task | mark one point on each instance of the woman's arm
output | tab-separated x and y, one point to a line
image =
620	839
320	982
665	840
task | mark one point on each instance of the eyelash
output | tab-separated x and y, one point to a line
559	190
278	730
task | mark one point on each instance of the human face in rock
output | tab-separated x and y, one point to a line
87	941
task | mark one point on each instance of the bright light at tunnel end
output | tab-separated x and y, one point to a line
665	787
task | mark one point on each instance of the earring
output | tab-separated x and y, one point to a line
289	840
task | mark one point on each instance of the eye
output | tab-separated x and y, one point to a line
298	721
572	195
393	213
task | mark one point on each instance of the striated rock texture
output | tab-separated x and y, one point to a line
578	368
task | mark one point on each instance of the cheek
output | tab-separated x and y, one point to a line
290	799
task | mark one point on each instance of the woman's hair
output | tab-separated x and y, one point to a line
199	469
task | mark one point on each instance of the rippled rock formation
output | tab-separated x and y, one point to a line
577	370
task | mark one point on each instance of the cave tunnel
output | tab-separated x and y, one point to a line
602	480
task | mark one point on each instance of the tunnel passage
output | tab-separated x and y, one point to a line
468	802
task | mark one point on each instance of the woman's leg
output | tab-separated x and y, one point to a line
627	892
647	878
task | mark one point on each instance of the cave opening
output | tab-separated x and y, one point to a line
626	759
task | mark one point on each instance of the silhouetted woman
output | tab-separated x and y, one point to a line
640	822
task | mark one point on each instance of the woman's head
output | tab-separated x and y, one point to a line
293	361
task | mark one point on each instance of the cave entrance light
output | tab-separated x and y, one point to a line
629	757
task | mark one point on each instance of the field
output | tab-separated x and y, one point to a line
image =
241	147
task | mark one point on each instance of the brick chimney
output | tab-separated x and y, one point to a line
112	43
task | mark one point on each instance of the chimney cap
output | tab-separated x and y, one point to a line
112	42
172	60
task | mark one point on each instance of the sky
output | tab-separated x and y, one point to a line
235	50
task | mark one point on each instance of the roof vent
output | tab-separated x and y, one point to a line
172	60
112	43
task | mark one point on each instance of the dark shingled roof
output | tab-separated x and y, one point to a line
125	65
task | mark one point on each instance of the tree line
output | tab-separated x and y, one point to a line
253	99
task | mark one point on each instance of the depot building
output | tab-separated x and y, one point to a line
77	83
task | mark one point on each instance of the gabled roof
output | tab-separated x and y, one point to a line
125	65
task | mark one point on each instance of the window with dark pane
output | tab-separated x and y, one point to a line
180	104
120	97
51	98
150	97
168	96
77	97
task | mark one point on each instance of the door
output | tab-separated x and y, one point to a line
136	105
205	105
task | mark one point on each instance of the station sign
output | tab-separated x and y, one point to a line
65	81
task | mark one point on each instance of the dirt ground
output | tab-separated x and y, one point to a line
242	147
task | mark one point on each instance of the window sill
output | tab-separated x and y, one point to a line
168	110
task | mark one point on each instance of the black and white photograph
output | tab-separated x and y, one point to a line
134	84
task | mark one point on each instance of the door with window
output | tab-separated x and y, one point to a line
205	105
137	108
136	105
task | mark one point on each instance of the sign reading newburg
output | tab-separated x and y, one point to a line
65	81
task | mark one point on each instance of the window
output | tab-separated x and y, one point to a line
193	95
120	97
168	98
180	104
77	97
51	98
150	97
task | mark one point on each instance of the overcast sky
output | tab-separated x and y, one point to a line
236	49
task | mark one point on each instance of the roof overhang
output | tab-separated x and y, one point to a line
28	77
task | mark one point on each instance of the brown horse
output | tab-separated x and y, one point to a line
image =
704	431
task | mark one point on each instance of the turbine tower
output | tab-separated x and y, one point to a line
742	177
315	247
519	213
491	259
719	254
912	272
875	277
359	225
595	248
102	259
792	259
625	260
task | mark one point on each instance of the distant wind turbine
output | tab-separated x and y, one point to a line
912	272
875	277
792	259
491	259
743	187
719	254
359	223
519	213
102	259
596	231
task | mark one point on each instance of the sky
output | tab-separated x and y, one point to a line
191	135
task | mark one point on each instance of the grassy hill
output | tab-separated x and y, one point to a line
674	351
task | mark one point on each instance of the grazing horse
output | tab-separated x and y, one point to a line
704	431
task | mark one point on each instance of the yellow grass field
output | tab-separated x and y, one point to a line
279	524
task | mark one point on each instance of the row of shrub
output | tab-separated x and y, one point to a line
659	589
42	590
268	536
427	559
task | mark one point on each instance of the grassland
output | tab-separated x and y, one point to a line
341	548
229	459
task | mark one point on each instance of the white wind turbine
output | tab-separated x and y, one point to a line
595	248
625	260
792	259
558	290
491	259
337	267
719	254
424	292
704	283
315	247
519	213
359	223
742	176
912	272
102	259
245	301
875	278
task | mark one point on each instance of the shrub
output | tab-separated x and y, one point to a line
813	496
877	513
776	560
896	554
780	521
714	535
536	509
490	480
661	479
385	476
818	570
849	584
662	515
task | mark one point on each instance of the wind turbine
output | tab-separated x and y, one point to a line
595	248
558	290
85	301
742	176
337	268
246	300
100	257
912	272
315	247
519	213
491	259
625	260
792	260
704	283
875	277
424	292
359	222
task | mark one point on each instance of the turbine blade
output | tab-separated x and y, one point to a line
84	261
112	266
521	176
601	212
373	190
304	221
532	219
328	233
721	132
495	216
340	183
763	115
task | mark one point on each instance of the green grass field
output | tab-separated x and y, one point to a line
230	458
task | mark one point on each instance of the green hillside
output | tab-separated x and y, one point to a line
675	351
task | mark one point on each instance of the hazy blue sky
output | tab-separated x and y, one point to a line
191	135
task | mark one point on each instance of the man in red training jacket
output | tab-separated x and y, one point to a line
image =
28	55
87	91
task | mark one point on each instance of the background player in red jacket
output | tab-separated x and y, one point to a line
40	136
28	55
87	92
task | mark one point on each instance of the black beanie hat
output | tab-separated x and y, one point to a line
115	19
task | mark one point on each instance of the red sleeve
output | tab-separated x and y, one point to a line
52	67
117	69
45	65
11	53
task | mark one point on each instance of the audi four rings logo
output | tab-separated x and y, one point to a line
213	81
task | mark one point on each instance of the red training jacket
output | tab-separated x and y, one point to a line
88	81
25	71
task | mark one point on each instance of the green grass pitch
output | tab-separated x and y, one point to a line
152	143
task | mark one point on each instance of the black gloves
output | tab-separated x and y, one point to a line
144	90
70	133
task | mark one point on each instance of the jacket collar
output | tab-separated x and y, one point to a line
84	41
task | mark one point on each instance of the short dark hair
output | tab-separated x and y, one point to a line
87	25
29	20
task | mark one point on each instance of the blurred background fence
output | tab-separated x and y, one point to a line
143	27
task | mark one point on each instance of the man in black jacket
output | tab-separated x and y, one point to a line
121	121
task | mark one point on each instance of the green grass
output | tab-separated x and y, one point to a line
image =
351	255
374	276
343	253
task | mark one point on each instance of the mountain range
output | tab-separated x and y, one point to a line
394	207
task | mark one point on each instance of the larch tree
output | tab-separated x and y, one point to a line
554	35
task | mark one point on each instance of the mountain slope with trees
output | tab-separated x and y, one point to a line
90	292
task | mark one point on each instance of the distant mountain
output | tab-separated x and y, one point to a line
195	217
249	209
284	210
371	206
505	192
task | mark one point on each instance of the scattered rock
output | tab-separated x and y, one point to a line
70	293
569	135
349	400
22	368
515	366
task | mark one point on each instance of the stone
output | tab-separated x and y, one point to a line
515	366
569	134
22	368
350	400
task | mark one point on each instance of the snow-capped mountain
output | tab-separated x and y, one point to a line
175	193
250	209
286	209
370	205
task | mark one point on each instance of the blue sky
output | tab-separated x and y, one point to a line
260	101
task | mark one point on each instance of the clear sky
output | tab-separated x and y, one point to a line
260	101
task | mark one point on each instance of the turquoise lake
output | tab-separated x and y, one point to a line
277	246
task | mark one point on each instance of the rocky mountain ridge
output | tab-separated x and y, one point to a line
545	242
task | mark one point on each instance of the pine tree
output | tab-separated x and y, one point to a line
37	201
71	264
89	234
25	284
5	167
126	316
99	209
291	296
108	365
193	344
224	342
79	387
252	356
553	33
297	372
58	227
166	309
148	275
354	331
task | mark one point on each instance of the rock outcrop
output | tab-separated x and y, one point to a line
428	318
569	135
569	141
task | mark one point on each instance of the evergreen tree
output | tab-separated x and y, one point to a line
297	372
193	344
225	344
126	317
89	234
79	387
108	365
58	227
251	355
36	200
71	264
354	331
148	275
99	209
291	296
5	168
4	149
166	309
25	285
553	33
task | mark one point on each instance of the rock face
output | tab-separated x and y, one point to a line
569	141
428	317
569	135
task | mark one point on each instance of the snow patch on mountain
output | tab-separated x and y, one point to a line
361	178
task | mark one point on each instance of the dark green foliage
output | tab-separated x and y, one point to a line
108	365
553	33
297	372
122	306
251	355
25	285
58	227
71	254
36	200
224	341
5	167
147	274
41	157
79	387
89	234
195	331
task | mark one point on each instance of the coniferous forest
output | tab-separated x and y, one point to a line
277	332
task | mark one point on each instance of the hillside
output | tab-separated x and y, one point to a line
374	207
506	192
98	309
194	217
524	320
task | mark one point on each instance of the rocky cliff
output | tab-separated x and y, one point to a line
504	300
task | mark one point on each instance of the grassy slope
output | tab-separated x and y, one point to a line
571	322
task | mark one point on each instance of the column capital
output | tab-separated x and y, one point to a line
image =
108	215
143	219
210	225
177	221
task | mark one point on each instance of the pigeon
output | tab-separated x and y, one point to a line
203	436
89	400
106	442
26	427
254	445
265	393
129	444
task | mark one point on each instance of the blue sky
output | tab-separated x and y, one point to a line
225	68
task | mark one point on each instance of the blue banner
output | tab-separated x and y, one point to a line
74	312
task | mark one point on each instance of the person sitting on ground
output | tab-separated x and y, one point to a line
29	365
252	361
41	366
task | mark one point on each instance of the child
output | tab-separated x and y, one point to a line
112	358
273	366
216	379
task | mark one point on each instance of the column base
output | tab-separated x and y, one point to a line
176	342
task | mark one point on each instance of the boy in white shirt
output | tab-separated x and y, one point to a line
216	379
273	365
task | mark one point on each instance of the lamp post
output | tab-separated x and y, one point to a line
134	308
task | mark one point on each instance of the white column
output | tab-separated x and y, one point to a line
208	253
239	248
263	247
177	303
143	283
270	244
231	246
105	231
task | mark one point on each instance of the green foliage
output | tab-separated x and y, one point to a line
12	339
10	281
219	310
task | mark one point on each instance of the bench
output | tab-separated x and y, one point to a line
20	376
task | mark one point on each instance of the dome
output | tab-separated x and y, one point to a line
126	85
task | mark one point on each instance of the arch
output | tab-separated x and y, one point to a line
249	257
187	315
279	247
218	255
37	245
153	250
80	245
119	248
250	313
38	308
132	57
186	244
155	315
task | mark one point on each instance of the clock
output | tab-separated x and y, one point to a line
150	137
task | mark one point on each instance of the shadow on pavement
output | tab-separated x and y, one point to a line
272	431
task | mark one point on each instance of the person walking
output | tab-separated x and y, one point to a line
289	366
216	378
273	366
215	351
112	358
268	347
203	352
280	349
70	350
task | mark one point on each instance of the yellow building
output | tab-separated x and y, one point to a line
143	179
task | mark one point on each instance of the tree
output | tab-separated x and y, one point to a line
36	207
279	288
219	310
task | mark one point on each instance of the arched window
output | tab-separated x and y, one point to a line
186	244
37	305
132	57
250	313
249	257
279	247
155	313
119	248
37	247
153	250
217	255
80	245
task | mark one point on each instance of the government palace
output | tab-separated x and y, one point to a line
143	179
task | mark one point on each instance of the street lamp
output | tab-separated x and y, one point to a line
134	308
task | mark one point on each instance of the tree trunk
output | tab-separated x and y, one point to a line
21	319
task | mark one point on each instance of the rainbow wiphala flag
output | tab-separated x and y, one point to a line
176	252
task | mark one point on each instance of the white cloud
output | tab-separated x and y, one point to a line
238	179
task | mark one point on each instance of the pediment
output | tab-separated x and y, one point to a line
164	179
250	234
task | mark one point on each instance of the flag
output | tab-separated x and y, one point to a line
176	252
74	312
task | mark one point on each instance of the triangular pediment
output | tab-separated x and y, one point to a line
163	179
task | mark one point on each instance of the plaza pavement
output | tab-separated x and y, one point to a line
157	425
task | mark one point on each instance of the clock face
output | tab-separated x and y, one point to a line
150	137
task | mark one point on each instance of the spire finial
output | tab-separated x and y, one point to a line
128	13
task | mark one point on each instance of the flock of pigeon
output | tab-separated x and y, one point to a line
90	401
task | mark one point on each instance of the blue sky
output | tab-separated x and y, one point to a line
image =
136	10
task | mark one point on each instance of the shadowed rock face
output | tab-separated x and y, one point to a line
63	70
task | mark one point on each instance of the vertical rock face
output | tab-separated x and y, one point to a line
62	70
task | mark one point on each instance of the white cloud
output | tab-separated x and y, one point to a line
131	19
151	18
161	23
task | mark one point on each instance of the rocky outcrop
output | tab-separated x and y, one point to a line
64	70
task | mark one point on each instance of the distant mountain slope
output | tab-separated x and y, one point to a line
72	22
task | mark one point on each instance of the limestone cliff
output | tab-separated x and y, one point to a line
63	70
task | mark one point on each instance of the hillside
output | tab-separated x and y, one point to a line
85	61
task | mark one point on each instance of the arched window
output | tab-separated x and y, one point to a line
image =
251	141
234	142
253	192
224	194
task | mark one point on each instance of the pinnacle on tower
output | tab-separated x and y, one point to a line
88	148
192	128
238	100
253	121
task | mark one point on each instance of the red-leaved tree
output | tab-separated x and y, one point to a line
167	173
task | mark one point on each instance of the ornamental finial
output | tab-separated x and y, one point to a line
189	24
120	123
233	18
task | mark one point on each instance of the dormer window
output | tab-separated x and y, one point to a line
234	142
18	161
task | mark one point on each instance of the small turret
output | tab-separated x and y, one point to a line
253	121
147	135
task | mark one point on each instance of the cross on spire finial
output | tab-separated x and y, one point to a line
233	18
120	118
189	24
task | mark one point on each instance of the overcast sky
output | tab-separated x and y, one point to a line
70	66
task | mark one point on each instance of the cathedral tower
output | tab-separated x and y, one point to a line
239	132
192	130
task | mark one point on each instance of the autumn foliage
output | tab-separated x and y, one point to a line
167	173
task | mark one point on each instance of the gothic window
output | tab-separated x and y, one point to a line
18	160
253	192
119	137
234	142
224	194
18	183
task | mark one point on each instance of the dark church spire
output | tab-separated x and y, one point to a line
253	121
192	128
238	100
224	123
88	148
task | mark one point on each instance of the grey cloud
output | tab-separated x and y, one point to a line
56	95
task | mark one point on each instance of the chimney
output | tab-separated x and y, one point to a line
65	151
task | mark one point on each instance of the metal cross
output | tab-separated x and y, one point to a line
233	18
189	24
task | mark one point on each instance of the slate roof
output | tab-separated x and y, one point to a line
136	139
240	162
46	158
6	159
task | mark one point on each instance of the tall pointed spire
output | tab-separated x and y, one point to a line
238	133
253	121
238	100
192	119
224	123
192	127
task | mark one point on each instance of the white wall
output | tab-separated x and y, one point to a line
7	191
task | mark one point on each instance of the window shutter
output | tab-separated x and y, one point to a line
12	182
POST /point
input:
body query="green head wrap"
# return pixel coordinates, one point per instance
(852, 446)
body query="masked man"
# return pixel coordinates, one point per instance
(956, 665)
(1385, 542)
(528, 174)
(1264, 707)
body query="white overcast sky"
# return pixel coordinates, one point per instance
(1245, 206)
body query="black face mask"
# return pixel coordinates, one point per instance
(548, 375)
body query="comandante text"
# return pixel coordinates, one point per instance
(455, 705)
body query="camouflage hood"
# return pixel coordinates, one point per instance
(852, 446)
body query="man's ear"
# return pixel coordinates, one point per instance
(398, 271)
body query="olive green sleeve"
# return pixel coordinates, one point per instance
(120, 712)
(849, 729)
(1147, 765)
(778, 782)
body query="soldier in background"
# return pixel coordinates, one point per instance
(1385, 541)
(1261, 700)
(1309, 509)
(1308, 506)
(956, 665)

....................

• **What to work on**
Starting at the line that contains "the window shutter", quote each remaining line of the entries above, unchanged.

• **The completed task**
task | mark one point on each instance of the window shutter
output | tab-separated x and y, one point to a line
12	182
POST /point
input:
body query="green head wrap"
# return pixel coordinates, one point per instance
(852, 446)
body query="masked man"
# return pixel coordinates, one point per instance
(956, 665)
(1385, 542)
(528, 174)
(1264, 707)
body query="white overcast sky"
# return pixel coordinates, one point per instance
(1245, 206)
body query="black face mask"
# return pixel coordinates, one point per instance
(548, 375)
body query="comandante text"
# return pixel coordinates, one point per instance
(455, 705)
body query="camouflage hood"
# return pixel coordinates, one point per instance
(852, 446)
body query="man's ear"
# return pixel coordinates, one point per instance
(398, 271)
body query="olive green sleeve"
# return pixel coordinates, one point per instance
(120, 712)
(849, 729)
(1147, 765)
(778, 782)
body query="soldier in background"
# return pixel coordinates, one point per instance
(1385, 541)
(1261, 700)
(1309, 509)
(1308, 506)
(956, 665)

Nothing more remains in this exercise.